- **DESCRIPTION OF THE TASK**: Of the lines below, copy those that hold the word "target".

- **RECORDS PROVIDED**:
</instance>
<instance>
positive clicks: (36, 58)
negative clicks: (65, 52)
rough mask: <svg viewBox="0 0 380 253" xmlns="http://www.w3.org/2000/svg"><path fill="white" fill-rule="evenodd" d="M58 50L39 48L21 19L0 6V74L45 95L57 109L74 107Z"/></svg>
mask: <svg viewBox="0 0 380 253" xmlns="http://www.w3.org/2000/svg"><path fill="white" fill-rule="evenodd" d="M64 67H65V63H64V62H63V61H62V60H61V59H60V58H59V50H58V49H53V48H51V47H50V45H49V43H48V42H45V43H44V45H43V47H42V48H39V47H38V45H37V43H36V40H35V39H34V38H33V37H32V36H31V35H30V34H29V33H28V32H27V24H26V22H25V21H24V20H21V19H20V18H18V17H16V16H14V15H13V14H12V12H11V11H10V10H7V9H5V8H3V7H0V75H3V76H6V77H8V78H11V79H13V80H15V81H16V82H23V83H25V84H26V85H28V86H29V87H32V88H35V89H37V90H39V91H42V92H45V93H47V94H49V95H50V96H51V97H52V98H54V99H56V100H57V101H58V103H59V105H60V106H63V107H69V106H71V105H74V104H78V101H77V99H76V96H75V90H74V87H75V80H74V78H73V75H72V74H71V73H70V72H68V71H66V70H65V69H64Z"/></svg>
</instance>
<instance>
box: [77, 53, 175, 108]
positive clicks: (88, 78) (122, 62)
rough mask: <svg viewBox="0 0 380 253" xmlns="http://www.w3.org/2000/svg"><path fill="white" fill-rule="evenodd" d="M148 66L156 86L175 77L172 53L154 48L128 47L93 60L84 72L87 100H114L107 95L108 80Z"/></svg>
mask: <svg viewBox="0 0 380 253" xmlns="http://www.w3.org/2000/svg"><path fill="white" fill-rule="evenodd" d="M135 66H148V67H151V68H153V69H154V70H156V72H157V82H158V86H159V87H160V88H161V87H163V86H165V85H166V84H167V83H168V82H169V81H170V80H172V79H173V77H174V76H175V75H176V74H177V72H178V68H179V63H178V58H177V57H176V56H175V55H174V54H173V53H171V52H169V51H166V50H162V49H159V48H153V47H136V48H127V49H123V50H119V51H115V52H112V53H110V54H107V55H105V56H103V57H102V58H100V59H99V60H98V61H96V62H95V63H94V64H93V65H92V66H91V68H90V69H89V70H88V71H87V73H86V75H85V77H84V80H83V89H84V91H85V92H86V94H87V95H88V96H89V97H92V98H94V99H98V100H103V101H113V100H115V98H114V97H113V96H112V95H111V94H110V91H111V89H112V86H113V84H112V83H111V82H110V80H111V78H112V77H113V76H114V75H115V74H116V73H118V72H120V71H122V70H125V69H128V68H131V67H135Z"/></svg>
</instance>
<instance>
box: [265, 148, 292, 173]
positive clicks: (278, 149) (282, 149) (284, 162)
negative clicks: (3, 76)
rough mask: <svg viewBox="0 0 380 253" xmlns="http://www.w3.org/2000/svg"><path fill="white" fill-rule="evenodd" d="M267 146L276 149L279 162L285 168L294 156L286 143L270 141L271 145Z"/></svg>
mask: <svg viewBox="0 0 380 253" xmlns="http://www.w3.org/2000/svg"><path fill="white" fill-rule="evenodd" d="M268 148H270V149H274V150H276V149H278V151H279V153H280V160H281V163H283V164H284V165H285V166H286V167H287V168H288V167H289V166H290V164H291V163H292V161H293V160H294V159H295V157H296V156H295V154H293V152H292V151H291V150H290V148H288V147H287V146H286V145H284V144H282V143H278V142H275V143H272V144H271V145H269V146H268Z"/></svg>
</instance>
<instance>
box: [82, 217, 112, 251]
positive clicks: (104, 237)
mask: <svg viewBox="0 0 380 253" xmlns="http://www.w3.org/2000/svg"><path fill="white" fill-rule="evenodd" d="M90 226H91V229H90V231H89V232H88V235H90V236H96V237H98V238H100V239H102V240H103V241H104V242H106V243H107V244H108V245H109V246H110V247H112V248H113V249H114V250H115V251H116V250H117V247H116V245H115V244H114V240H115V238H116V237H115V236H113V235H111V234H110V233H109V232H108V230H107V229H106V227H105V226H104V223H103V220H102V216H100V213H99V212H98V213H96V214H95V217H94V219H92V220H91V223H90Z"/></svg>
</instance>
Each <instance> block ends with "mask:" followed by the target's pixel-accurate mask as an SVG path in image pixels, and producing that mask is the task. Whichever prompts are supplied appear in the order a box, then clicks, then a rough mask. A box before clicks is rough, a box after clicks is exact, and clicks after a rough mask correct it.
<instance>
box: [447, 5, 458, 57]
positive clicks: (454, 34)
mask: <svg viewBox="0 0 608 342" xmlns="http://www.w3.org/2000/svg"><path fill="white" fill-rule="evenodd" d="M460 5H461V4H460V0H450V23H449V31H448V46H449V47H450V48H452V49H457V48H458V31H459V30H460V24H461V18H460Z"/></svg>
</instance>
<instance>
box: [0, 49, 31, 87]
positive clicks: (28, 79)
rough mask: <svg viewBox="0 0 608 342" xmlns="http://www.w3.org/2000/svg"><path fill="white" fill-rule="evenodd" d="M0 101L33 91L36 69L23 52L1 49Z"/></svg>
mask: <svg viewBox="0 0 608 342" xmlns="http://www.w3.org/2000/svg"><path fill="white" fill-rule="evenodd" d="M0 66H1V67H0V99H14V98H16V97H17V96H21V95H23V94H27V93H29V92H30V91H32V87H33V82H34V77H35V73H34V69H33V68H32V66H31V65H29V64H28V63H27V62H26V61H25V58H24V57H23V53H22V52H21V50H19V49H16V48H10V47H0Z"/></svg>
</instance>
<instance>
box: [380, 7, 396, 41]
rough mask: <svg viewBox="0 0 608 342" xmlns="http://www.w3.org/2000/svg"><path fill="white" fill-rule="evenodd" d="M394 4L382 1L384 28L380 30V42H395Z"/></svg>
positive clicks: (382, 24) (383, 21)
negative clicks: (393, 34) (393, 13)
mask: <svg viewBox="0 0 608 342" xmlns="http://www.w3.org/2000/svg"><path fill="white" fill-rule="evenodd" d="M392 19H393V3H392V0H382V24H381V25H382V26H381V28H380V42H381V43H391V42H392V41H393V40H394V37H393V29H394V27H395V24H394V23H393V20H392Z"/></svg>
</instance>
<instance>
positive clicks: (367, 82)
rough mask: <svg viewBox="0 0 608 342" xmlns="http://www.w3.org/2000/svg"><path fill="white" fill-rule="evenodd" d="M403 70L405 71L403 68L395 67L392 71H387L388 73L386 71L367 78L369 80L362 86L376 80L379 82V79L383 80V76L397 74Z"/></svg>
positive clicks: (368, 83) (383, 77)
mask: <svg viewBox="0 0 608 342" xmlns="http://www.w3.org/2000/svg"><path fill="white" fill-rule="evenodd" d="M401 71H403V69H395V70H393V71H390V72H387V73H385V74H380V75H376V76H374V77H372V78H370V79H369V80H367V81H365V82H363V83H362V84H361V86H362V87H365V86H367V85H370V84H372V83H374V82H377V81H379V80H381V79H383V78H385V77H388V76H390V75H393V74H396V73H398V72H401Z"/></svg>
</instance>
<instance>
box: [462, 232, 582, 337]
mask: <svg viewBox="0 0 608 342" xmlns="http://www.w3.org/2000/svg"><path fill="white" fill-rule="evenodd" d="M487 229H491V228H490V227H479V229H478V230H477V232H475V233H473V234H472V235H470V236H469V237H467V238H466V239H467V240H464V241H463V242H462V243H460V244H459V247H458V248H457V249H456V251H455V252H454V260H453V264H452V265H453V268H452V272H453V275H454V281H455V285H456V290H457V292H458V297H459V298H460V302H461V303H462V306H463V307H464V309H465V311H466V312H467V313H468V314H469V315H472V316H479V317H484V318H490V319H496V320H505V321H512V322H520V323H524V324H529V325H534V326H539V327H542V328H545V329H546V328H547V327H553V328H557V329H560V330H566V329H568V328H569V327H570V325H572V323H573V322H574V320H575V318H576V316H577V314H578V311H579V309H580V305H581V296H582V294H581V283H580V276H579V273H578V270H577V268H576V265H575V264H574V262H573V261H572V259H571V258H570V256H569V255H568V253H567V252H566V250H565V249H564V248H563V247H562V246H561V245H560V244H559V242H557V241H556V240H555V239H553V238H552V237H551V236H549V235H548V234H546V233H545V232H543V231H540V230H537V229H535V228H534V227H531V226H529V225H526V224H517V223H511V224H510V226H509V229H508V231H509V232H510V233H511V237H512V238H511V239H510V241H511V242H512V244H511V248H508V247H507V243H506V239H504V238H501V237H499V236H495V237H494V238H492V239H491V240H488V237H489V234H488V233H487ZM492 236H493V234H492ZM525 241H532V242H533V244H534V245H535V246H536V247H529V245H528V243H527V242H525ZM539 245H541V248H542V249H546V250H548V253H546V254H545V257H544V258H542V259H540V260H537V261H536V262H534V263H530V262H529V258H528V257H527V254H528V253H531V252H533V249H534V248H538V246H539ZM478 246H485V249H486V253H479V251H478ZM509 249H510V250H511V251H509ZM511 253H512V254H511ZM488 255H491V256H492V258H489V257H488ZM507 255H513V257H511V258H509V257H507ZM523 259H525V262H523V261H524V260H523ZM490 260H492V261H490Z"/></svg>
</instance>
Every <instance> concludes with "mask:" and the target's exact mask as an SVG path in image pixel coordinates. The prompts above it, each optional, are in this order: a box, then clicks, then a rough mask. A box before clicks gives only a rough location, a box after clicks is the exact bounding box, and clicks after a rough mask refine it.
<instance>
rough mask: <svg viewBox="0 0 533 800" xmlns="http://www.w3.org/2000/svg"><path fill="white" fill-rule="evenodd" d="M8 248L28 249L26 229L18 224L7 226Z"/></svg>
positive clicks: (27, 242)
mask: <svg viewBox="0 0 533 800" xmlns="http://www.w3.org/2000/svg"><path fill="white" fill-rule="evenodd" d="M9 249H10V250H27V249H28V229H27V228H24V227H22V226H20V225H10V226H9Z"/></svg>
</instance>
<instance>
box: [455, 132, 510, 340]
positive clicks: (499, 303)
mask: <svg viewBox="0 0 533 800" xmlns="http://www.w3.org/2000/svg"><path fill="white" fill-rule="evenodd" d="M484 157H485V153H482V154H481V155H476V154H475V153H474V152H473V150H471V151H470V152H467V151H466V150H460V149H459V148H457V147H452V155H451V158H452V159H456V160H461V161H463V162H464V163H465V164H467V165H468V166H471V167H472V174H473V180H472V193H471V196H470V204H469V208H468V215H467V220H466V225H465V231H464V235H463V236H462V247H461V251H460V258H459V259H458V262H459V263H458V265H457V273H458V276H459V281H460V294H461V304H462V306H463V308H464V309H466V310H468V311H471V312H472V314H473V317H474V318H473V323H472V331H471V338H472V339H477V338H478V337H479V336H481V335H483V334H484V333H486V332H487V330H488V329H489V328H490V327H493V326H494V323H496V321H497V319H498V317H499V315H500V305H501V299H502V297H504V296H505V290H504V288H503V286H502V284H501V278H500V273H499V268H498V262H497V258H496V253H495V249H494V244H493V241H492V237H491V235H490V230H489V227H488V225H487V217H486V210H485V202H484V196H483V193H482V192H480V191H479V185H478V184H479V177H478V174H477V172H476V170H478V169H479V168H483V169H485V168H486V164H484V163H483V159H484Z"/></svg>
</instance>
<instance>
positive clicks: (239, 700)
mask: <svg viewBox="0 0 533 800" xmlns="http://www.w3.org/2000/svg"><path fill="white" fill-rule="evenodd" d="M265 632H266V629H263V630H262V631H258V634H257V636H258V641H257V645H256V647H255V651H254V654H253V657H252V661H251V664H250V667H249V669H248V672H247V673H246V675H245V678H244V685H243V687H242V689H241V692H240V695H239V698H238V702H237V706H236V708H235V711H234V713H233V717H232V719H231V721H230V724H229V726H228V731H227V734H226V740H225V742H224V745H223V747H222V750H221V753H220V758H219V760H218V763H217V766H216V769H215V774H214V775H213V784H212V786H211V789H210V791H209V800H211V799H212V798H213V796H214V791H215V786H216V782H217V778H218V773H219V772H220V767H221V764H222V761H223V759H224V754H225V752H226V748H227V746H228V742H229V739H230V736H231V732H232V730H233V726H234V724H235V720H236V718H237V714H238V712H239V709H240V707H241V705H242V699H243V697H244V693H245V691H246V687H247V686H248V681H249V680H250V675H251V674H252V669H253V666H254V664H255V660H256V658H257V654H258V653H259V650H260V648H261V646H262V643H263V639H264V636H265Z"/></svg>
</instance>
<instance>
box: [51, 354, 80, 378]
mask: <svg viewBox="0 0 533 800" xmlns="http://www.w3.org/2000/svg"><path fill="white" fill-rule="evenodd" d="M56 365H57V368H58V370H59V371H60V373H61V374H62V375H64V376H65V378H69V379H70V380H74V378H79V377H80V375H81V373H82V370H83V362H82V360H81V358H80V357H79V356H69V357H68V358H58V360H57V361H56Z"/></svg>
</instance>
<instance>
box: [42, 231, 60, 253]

- **ANSWER SPACE**:
Each <instance> block ends with "mask:" followed by the target's pixel-accurate mask as an SVG path in image pixels, and producing that mask is the task. Whichever prompts are supplied appear in the order a box, then clicks, then a rough mask. A box before clicks is rough, a box after clicks is exact, and clicks after a rough mask correct it.
Every <instance> concludes with "mask:" and the target's exact mask as an SVG path in image pixel coordinates. The prompts above it, each optional, are in this order: a box, then clicks, then a rough mask. A box before clicks gives only a rough location, a box after clicks is the exact bounding box, and clicks after a rough mask refine it.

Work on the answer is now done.